**Given instruction A**:
Find every line in the rows below that contains the word "water" and copy each of those lines.

**Document section**:
** Start **

The big headline in business papers today – that Reliance Communications (RCom) and Aircel will merge to create a 50:50 joint venture between Anil Ambani and Maxis Communications of Malaysia – is not the real one. The real headline should read: “RCom-Aircel merger prepares ground for one partner to exit at the appropriate time.” It could, of course, be both partners exiting in favour of a more moneyed giant. It is a case of promoter fatigue.

But first, a few details about how this merger of equals is going to be done. RCom will unload its customer-facing wireless business into a new special purpose vehicle (SPV), leaving the tower and global (Flag Telecom) units out of it. This SPV will then merge with Aircel, where both partners will have equal directors on the board, but both Anil Ambani and Maxis owner T Ananda Krishnan may stay out, leaving the company in professional hands. After this merger, both will dilute 12.5 percent each, and invite a third partner in an unstable menage a trois, leaving no dominant partner in the venture. Sistema, which got merged to RCom and retains a 10 percent stake in the company, is being asked to put in money. (Read the details here).

The merger is thus about getting somebody else to bring in extra money with a combined 25 percent stake dilution in his favour (possibly for around Rs 6,000 crore), with minimal additional cash commitments from the two main partners themselves. It is also significant that Ambani is keeping the tower business out, which means he will get cash for that sale, when it happens.

A cashless merger is like a loveless marriage of convenience. It is meant for a limited purpose and not for consummation.

The precipitating factor in this loveless marriage may have been the arrival with a bang of brother Mukesh Ambani’s Reliance Jio, which is speeding up the pace of consolidation in the industry. But the problem with mergers is that the logic of two plus two equals five usually fails to deliver in the end.

The two plus two equal five logic in the RCom-Aircel case runs thus: the combined entity will have nearly 180 million users, with an 11-12 percent revenue market share. It will become the fourth largest telecom company in India after Bharti Airtel, Vodafone and Idea. Plus, there is talk of synergies worth Rs 20,000 crore in operations and capex, and a large spectrum holding of nearly 450 Mhz across the country in 2G, 3G and 4G.

But the underlying logic of the merger, which will take at least six months to clear the regulatory and legal hurdles, is exit of one or both partners. It is not meant to be a marriage that lasts. Here’s why:

First, no joint venture with equal ownership has ever lasted in India. And once the stakes are diluted to 37.5 percent each for RCom and Maxis after inducting a third partner, neither will have anything more than an investor’s interest in the company. A promoter-less company offers the ideal opportunity for one or both partners to exit when the time is ripe. It makes no sense to keep idle investments only for dividends, and especially in an industry that is going to need more capital in future for spectrum and investment in tower networks.

** End **

**Information supplied**:
** Start **

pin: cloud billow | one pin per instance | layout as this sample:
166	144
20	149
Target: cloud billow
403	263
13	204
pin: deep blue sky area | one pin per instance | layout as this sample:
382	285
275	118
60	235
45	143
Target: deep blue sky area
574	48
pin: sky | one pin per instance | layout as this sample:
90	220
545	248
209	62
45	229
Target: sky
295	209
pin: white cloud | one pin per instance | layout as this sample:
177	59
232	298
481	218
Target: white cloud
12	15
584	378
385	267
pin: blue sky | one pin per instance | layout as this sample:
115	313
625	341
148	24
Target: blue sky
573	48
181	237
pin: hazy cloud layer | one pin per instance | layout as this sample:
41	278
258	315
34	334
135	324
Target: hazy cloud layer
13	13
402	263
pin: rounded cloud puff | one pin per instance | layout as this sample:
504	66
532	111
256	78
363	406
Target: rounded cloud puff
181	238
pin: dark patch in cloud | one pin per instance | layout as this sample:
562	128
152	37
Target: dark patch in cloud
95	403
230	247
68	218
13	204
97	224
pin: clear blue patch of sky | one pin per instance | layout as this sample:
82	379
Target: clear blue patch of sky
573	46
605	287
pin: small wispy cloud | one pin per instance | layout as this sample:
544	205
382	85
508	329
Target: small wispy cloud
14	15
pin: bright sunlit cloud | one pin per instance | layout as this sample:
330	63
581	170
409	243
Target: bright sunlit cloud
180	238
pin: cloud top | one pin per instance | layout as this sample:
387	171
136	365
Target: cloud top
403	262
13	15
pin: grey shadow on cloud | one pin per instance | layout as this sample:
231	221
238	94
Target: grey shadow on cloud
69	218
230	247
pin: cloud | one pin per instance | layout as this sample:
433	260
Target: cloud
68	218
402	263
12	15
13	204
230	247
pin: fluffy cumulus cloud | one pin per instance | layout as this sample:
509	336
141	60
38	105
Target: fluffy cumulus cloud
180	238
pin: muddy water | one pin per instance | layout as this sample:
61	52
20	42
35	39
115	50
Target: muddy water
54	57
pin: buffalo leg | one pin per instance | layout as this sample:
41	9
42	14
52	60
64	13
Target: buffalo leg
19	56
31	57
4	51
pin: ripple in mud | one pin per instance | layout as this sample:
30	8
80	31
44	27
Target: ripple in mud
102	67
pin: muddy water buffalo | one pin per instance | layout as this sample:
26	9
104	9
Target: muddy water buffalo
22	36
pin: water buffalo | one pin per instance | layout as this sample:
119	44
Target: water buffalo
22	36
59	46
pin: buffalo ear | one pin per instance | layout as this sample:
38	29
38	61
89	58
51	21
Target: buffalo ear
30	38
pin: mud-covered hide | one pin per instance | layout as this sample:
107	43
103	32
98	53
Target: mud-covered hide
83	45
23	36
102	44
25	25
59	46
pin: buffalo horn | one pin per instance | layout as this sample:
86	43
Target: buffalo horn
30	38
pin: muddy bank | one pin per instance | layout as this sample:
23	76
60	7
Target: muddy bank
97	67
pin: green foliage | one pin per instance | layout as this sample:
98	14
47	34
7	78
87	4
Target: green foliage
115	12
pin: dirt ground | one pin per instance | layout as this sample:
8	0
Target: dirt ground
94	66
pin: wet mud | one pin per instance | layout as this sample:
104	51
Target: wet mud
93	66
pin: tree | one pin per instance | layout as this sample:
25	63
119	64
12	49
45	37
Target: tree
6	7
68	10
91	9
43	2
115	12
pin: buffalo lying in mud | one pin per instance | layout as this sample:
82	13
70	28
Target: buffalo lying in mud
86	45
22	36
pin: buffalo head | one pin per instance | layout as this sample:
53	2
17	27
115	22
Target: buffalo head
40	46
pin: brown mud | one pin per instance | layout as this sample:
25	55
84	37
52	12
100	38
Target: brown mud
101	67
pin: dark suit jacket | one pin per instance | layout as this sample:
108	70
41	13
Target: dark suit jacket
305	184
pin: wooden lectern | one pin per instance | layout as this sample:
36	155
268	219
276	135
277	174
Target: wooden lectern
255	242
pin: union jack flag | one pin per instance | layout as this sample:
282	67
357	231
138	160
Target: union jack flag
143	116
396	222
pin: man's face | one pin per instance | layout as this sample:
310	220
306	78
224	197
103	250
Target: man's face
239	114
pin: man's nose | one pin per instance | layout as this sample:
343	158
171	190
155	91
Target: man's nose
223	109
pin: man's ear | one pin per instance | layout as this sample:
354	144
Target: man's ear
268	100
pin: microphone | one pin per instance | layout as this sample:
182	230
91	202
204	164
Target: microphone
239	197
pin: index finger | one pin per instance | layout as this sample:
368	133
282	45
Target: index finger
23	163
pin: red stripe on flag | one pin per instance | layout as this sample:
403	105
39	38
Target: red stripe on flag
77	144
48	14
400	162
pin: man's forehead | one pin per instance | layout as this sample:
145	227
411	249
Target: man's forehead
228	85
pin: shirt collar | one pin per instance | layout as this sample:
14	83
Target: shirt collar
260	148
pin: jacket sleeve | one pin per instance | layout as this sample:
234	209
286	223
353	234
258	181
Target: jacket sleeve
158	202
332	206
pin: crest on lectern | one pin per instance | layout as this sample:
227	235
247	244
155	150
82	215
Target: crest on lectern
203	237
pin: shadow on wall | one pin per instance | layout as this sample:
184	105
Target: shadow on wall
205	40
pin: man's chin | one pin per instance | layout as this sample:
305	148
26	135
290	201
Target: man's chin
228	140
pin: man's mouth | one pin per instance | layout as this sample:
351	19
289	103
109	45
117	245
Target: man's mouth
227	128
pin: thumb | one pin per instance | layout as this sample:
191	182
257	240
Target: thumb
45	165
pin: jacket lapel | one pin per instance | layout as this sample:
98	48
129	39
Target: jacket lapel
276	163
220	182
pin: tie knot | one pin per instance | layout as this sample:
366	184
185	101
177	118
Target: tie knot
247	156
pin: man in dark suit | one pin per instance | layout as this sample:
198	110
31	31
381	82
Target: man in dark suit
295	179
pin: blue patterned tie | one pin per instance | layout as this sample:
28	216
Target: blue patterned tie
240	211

** End **

**Given instruction B**:
Carry on the article above about the RCom-Aircel merger, beginning right after its final sentence.

**Expected output A**:
pin: muddy water | one pin per instance | layout as this sample:
Target: muddy water
pin: muddy water buffalo | one pin per instance | layout as this sample:
Target: muddy water buffalo
pin: water buffalo | one pin per instance | layout as this sample:
Target: water buffalo

**Expected output B**:
Second, the merged entity will face a tough first two years, as the focus will have to be internal, not the customers, as networks, people, systems, and customer profiles are merged. The partners will also have to strengthen their spectrum holdings to retain customers when the profitable parts of demand shift from voice to data. The forthcoming spectrum auctions in October may need both Aircel and RCom to bid for some circles – raising the debt for both companies. This is probably why they want a third partner – to foot this bill. At the time of the merger, the debt profiles of both may be higher than now (Rs 14,000 crore each, adding to Rs 28,000 crore in the merged entity).

Third, both partners are underinvesting in customers and growth. In May, RCom lost over a million customers. And Aircel sold Rs 3,500 crore worth of 2,300 Mhz spectrum to Bharti Airtel in eight circles. This is hardly indicative of a promoter’s willingness to stay in for the long haul. Cost savings are driving this merger.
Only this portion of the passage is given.